**Work instructions**
Rescale the entries from the line with "Pinpoint every floor in the frame." up to and including the line with "208,88,235,114", writing out every line again with the requests included. Multiply each bounding-box coordinate in the answers by 1.85 and round to whole numbers, halves up, leaving the requests and their format samples unchanged.

**Listed entries**
-- begin --

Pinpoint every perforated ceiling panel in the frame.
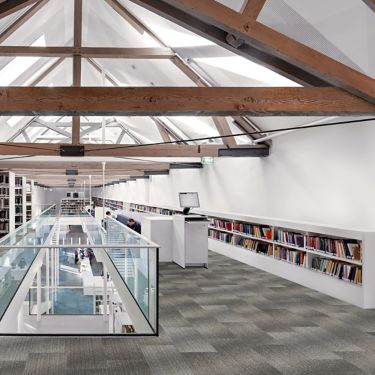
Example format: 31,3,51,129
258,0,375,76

-- end --
-- begin --

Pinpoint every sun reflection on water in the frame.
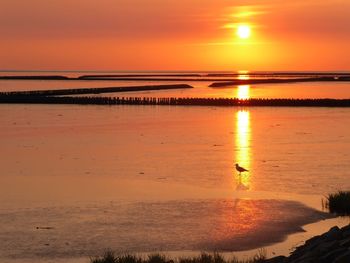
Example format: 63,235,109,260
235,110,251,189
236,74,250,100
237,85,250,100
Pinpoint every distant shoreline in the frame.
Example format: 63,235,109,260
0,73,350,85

-- end --
-- begin --

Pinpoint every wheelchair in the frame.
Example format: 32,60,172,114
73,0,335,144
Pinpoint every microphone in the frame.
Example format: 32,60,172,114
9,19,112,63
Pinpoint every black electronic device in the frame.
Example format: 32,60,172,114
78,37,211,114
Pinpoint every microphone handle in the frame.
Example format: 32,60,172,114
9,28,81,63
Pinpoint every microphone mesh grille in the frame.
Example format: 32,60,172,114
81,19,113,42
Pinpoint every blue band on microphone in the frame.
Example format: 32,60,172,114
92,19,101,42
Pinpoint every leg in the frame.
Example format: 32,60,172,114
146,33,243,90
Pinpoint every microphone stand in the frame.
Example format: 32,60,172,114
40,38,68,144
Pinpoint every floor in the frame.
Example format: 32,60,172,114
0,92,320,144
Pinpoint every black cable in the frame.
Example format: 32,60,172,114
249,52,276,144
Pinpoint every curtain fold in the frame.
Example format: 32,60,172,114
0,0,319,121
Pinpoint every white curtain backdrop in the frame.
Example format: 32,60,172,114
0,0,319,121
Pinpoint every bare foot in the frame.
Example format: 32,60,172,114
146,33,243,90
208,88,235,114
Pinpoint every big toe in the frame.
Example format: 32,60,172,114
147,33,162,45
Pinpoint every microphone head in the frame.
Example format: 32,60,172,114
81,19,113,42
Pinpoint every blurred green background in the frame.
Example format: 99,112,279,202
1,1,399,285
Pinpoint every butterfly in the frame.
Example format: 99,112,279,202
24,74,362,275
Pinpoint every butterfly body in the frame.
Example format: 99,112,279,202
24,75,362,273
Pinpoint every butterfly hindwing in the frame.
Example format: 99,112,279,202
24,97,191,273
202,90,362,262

-- end --

**Exercise solution**
Pinpoint every floor in the frame.
Example format: 32,60,172,114
0,170,592,266
Pinpoint every black cable in the frame.
Example format: 32,60,172,114
461,96,511,266
Pinpoint every curtain fold in the frame.
Example format: 32,60,172,114
0,0,590,224
Pinpoint every white curtain backdrop in the frame.
Example format: 32,60,172,114
0,0,590,224
Pinpoint every bare foot in the frame.
Example format: 32,60,172,114
270,61,450,167
385,163,435,211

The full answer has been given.